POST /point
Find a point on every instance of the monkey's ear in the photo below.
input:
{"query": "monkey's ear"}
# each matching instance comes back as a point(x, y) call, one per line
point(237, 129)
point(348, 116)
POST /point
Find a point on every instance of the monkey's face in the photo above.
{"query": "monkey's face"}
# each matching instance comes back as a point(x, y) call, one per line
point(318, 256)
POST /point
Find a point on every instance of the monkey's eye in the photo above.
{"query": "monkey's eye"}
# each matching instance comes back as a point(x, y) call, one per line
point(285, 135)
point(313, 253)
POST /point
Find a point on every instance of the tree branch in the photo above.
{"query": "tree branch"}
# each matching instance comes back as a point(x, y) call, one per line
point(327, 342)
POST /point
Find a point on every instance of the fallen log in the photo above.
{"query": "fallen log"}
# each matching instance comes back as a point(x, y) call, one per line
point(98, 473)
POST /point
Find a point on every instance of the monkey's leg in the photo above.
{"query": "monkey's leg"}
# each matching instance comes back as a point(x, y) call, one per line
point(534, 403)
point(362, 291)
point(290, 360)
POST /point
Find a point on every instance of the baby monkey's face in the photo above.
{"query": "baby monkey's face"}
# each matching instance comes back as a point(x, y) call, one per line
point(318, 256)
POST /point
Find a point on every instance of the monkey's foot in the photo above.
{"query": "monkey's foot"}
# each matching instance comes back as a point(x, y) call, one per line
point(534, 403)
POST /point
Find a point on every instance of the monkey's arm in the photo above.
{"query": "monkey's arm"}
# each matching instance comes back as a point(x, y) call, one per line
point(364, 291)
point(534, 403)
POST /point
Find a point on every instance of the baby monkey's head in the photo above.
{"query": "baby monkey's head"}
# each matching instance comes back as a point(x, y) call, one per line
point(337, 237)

> Brief: Turn all of the lines above into a JSON list of strings, one string per line, leaving out any blank lines.

> Solution:
[
  "POST /point",
  "Find a point on every instance of the monkey's ear in the photo below.",
  "input:",
  "{\"query\": \"monkey's ear\"}",
  "# each matching instance comes back as a point(x, y) call, one per line",
  "point(237, 129)",
  "point(348, 116)",
  "POST /point",
  "Find a point on every instance of the monkey's face in the photo above.",
  "{\"query\": \"monkey's face\"}",
  "# each matching instance comes back as a point(x, y) call, one per line",
  "point(318, 256)",
  "POST /point",
  "Find a point on every instance of the monkey's eye in the photo above.",
  "{\"query\": \"monkey's eye\"}",
  "# each matching instance comes back as a point(x, y) call, one per line",
  "point(285, 135)",
  "point(313, 253)",
  "POST /point",
  "Find a point on every instance of the tree branch in the photo above.",
  "{\"query\": \"tree branch\"}",
  "# each matching instance comes back as a point(x, y) call, one per line",
  "point(327, 342)",
  "POST /point",
  "Find a point on every instance of the fallen log in the photo above.",
  "{\"query\": \"fallen log\"}",
  "# each matching instance comes back as a point(x, y) call, one per line",
  "point(98, 473)",
  "POST /point",
  "Find a point on every instance of the monkey's leg in the photo above.",
  "{\"query\": \"monkey's leg\"}",
  "# each matching instance comes back as a point(x, y) call, one per line",
  "point(534, 403)",
  "point(362, 291)",
  "point(290, 360)",
  "POST /point",
  "Find a point on every instance of the baby monkey's face in the photo above.",
  "{\"query\": \"baby monkey's face\"}",
  "# each matching instance comes back as a point(x, y) call, one per line",
  "point(318, 256)",
  "POST /point",
  "Find a point on every instance of the monkey's foot in the photo above.",
  "{\"query\": \"monkey's foot\"}",
  "# each matching instance comes back as a point(x, y) call, one per line",
  "point(534, 403)",
  "POST /point",
  "Find a point on every instance of the monkey's arm in the photo above.",
  "{\"query\": \"monkey's arm\"}",
  "# each matching instance comes back as a point(x, y) call, one per line",
  "point(364, 291)",
  "point(534, 403)",
  "POST /point",
  "Find a point on every instance of the baby monkey's head in the photo above.",
  "{\"query\": \"baby monkey's head\"}",
  "# each matching instance comes back as a point(x, y) call, one per line",
  "point(337, 237)"
]